- [DIRECTIONS]: Your answer should consist of the line holding "Every utility wire" and all lines after it to the end of the material, copied exactly.

[[ GIVEN RECORDS, beginning ]]

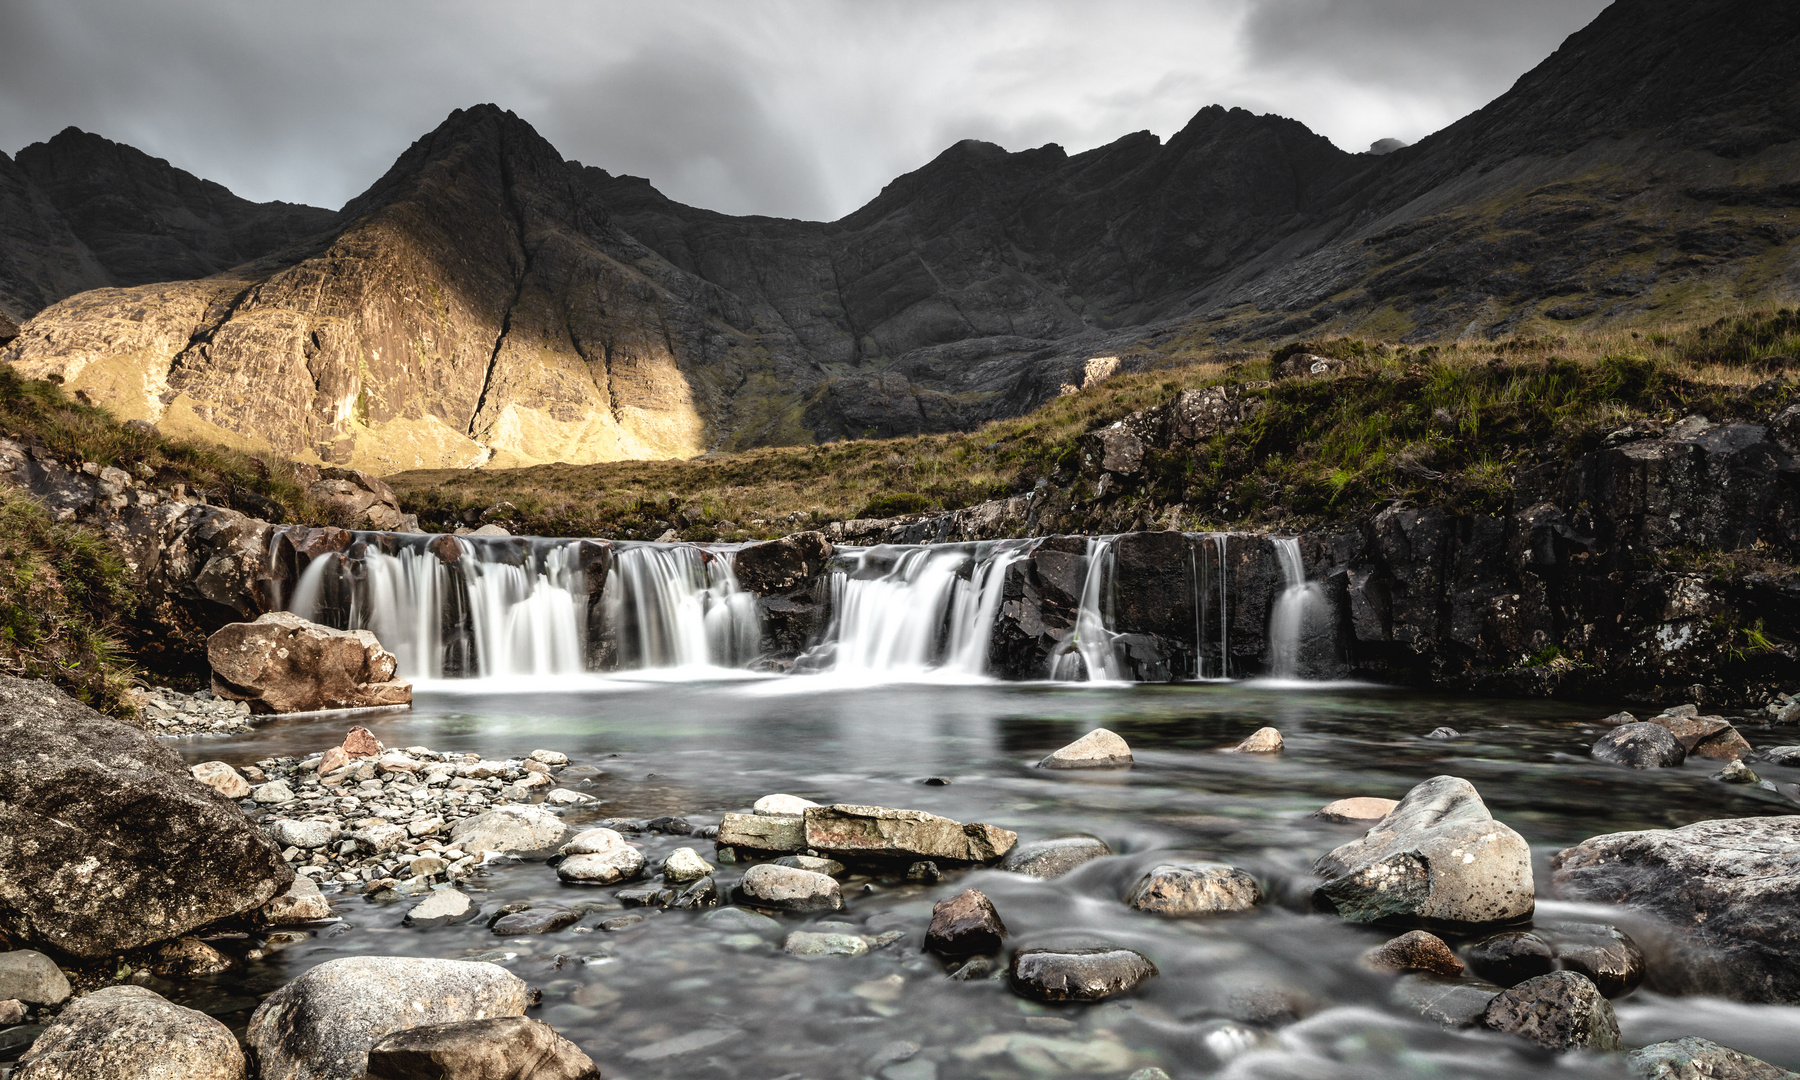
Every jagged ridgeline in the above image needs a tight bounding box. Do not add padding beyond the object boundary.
[2,0,1798,468]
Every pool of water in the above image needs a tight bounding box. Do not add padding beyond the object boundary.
[172,676,1800,1078]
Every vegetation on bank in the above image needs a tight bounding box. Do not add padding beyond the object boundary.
[388,311,1799,541]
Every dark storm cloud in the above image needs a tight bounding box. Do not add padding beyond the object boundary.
[0,0,1616,220]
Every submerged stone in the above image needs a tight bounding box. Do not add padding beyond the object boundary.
[1009,947,1157,1003]
[1125,863,1262,916]
[1000,837,1112,879]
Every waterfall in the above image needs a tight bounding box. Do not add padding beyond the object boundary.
[1189,533,1231,679]
[1267,537,1324,679]
[820,543,1025,676]
[603,544,759,670]
[1050,537,1125,682]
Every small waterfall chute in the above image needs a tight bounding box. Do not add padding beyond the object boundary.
[1267,537,1326,679]
[818,543,1025,677]
[1050,536,1127,682]
[603,544,760,670]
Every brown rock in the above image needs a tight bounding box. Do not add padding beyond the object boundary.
[365,1017,600,1079]
[342,725,384,757]
[803,804,1017,864]
[209,612,412,714]
[1364,930,1465,976]
[1647,714,1754,761]
[1226,727,1283,753]
[189,761,251,799]
[151,936,236,978]
[1314,797,1398,823]
[925,889,1007,957]
[15,984,246,1080]
[1038,728,1133,769]
[1125,863,1262,916]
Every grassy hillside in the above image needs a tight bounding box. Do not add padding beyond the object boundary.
[388,311,1799,541]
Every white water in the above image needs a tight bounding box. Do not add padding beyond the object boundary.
[1050,536,1126,682]
[1190,532,1231,679]
[603,545,759,670]
[1267,536,1325,678]
[824,543,1025,676]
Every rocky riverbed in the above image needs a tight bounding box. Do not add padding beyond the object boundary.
[6,676,1800,1079]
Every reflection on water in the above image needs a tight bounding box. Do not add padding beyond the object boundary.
[176,679,1800,1078]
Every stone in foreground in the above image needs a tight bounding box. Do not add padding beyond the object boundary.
[189,761,251,798]
[717,812,805,853]
[803,804,1017,863]
[1038,729,1133,769]
[1225,727,1283,753]
[1314,797,1397,823]
[450,807,570,855]
[246,956,529,1080]
[1363,931,1464,976]
[1480,970,1622,1052]
[1010,947,1158,1002]
[661,847,715,882]
[1126,863,1262,916]
[1591,723,1686,768]
[0,676,291,957]
[16,984,245,1080]
[365,1017,599,1079]
[262,876,332,926]
[1000,836,1112,879]
[1627,1037,1799,1080]
[738,864,843,912]
[1313,775,1533,926]
[1551,815,1800,1002]
[925,889,1007,957]
[209,612,412,714]
[0,950,71,1006]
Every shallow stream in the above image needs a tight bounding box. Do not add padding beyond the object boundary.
[174,676,1800,1079]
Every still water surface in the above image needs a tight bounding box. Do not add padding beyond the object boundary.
[178,676,1800,1078]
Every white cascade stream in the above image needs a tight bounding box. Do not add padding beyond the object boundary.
[1267,536,1325,679]
[823,543,1026,676]
[1049,536,1126,681]
[603,544,760,670]
[1190,532,1231,679]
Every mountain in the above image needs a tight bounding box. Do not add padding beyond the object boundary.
[3,0,1798,468]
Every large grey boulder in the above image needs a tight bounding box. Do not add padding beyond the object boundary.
[1000,836,1112,879]
[209,612,412,714]
[1313,775,1533,926]
[449,806,569,856]
[1551,815,1800,1002]
[803,804,1017,863]
[1480,970,1621,1051]
[1592,723,1686,768]
[15,984,245,1079]
[1628,1037,1799,1079]
[0,950,70,1005]
[0,676,291,957]
[246,956,530,1080]
[365,1017,599,1079]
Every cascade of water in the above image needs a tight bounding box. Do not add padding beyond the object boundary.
[1188,533,1232,679]
[603,544,759,670]
[1050,537,1124,681]
[1267,537,1324,679]
[462,542,586,677]
[360,545,454,679]
[823,543,1024,676]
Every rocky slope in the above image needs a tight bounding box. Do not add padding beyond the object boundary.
[3,0,1798,461]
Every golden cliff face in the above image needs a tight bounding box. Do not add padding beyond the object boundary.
[3,108,714,470]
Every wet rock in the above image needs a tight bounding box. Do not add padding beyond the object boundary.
[1009,947,1158,1002]
[1465,932,1556,987]
[701,907,782,934]
[490,905,580,935]
[784,931,869,958]
[925,890,1007,957]
[1592,723,1686,768]
[253,779,296,804]
[907,860,941,882]
[16,985,244,1080]
[1314,797,1398,824]
[555,847,645,885]
[1225,727,1283,753]
[1647,714,1754,761]
[661,847,714,883]
[247,956,529,1080]
[404,889,474,928]
[1425,727,1460,740]
[1540,922,1645,998]
[717,812,805,853]
[1363,931,1464,976]
[732,532,834,594]
[803,804,1017,863]
[0,676,291,957]
[1480,970,1622,1051]
[208,612,411,714]
[365,1016,600,1079]
[753,793,820,815]
[0,952,69,1006]
[773,855,846,877]
[1551,816,1800,1002]
[1314,775,1534,926]
[1627,1037,1799,1079]
[738,864,844,912]
[999,837,1112,879]
[1761,746,1800,766]
[450,807,569,855]
[152,936,235,978]
[1599,711,1639,727]
[1715,759,1762,784]
[1391,975,1501,1028]
[274,819,339,849]
[672,876,720,910]
[950,957,992,981]
[1037,729,1133,769]
[189,761,250,799]
[1125,863,1262,916]
[262,877,331,926]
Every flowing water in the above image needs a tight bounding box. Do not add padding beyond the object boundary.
[168,677,1800,1079]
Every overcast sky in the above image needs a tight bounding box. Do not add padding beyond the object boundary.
[0,0,1611,221]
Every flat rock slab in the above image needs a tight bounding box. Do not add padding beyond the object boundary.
[1000,837,1112,879]
[247,956,529,1080]
[489,906,580,936]
[1628,1037,1799,1080]
[365,1017,599,1080]
[1592,723,1686,768]
[1126,863,1262,916]
[1038,729,1133,769]
[1010,947,1157,1002]
[804,804,1017,864]
[1313,775,1533,927]
[925,889,1007,957]
[1391,975,1501,1028]
[784,932,869,958]
[263,877,332,926]
[16,984,244,1080]
[450,807,569,856]
[717,812,806,853]
[404,889,474,928]
[1480,970,1621,1051]
[1315,797,1398,824]
[1551,815,1800,1002]
[739,864,844,912]
[556,849,645,885]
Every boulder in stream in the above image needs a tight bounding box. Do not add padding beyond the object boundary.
[365,1017,599,1080]
[1125,863,1262,916]
[738,864,844,912]
[803,804,1017,863]
[1314,797,1397,823]
[1591,722,1686,768]
[15,984,245,1080]
[1225,727,1283,753]
[1313,775,1533,927]
[925,889,1007,957]
[450,807,570,856]
[1627,1037,1799,1080]
[1363,931,1464,976]
[1645,714,1754,761]
[1000,836,1112,878]
[1009,947,1158,1002]
[717,812,805,853]
[209,612,412,714]
[1038,729,1133,769]
[1480,970,1622,1052]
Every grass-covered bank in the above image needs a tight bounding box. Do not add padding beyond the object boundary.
[387,311,1800,541]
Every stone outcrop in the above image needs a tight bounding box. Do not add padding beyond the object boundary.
[802,804,1017,864]
[1551,816,1800,1002]
[208,612,412,713]
[0,676,291,957]
[364,1018,599,1080]
[15,984,246,1080]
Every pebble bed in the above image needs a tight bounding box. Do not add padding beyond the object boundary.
[135,686,257,735]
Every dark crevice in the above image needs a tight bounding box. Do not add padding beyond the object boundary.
[468,122,537,437]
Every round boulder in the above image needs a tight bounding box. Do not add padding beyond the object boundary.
[738,864,843,912]
[16,984,244,1080]
[0,951,70,1006]
[1125,863,1262,916]
[1480,970,1621,1052]
[1362,930,1463,977]
[1010,947,1158,1002]
[1591,723,1685,768]
[1038,729,1132,769]
[925,889,1007,957]
[1000,836,1112,879]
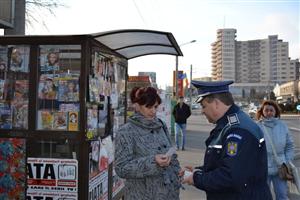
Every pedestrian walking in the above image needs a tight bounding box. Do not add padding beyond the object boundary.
[114,87,181,200]
[256,100,294,200]
[172,96,191,150]
[182,80,272,200]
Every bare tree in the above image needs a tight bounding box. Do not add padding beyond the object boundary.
[4,0,65,35]
[26,0,65,30]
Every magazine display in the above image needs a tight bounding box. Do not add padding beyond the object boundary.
[0,103,12,129]
[0,45,30,130]
[38,74,59,100]
[0,79,5,99]
[12,101,28,129]
[0,46,8,72]
[68,111,79,131]
[40,49,60,73]
[37,48,81,131]
[58,77,79,102]
[53,111,67,130]
[9,46,30,72]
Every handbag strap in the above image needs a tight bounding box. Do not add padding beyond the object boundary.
[261,123,281,166]
[158,118,172,146]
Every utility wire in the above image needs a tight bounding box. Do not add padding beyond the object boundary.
[132,0,148,26]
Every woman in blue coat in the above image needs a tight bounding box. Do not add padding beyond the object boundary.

[[ GIVEN RECORDS, end ]]

- [OUTPUT BELOW]:
Every utility wire in the above image needs a tight bounding box. Do not add padding beyond the object boundary.
[132,0,148,26]
Every woman in blue coat in the above image needs a tight bounding box. Do not add padding beyond the object boundary.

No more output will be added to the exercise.